GIVEN PASSAGE:
Content starts

It was a bumper week stuffed full of cats and hyena in both the Mara and the Sabi Sands. Why this should have been the case this week more than any other is anyone’s guess. Biology and the wilderness are always about as predictable as a roulette table.

At Djuma a brief visit from Hukumuri – the ‘bad boy’ of our leopard drama – last Sunday drew predictable whispers of admiration. Fortunately the heartthrob disappeared before the rest of us could become too jealous of the vortex of wonderment he creates.

Equally brief was Styx Pride’s Djuma sojourn. The gangster lions of the south spent a day with us before taking themselves and their mange back to the heart of their territory. Perhaps the pride’s quick departure was linked to the arrival of the three Avoca lions and the consequent need to protect their youngsters from the intruding millennial males. The erstwhile owners of the territory, the Birmingham Boys, after a very brief resistance, seem to have moved permanently onto the banks of the Sand River.

On the spotty side, the cheetah mother and her two cubs (hardly cubs any more) came to visit for an afternoon. As always this was a rare pleasure and we can but hope they find the environs of Djuma to their liking for longer. The sighting was made all the more special by their superb modelling in front of the sunrise.

The main attraction however, possibly inevitably in the Sabi Sands, came from leopards. Thandi and Tlalamba (now eight-months-old) who spent the whole week on Djuma. For me, the best part was spending time with them on foot – experiences like these that crack open the self-erected barrier between humans and the wild. Unusually, the mother upstaged her cub – she killed no fewer than three times. A clueless scrub hare out after sunrise, a friendless young nyala and a simply unfortunate duiker all fell to Thandi’s terrific hunting skills.

In the Mara, the hyaena provided the bulk of the entertainment. On the unpleasant side, the Happy Zebra clan made a buffalo distinctly unhappy by eating it alive. It was a distressing thing to see. Their unwillingness or inability to kill it outright and consequent heart-wrenching bellows of distress drew the attentions of the Sausage Tree pride who eventually stole the prey – mercifully by then out of its misery.

Content ends

RECORDED INFORMATION:
Content starts

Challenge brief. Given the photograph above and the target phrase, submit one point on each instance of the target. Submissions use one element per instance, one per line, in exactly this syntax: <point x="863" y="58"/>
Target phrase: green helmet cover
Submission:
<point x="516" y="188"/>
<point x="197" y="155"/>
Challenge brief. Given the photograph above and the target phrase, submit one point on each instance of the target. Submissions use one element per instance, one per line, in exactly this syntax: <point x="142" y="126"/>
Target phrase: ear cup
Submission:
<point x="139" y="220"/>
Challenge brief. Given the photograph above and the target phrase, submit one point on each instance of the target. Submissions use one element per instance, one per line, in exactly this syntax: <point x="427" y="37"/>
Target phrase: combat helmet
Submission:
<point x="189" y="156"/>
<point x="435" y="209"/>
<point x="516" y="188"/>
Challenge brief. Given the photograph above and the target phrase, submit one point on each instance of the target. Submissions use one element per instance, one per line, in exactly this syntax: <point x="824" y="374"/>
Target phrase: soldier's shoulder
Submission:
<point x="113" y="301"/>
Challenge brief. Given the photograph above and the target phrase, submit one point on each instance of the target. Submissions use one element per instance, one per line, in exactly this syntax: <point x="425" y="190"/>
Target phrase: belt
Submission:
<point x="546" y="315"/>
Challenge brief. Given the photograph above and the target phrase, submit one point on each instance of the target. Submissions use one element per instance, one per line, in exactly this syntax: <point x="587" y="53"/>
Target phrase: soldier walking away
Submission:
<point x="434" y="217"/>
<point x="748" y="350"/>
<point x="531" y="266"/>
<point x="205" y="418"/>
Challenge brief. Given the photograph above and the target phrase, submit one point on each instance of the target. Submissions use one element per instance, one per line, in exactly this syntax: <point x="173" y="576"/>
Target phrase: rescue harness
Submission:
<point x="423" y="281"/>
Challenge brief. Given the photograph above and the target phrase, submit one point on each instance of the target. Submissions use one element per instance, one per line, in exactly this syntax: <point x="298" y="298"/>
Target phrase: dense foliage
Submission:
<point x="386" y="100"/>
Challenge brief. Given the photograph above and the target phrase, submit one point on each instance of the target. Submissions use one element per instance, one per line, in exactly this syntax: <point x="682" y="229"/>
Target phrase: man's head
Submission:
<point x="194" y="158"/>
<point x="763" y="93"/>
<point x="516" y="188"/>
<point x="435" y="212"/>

Content ends

REQUIRED ACTION 1:
Using the wildlife update, answer these:
(a) How old is Tlalamba?
(b) Where do the Birmingham Boys seem to have moved permanently?
(c) Which pride stole the buffalo that the Happy Zebra clan was eating?
REQUIRED ACTION 2: Output the wildlife update's text from "On the spotty" up to and including "of the sunrise.", without any changes.

WRITTEN ANSWER 1:
(a) Eight months old.
(b) Onto the banks of the Sand River.
(c) The Sausage Tree pride.

WRITTEN ANSWER 2:
On the spotty side, the cheetah mother and her two cubs (hardly cubs any more) came to visit for an afternoon. As always this was a rare pleasure and we can but hope they find the environs of Djuma to their liking for longer. The sighting was made all the more special by their superb modelling in front of the sunrise.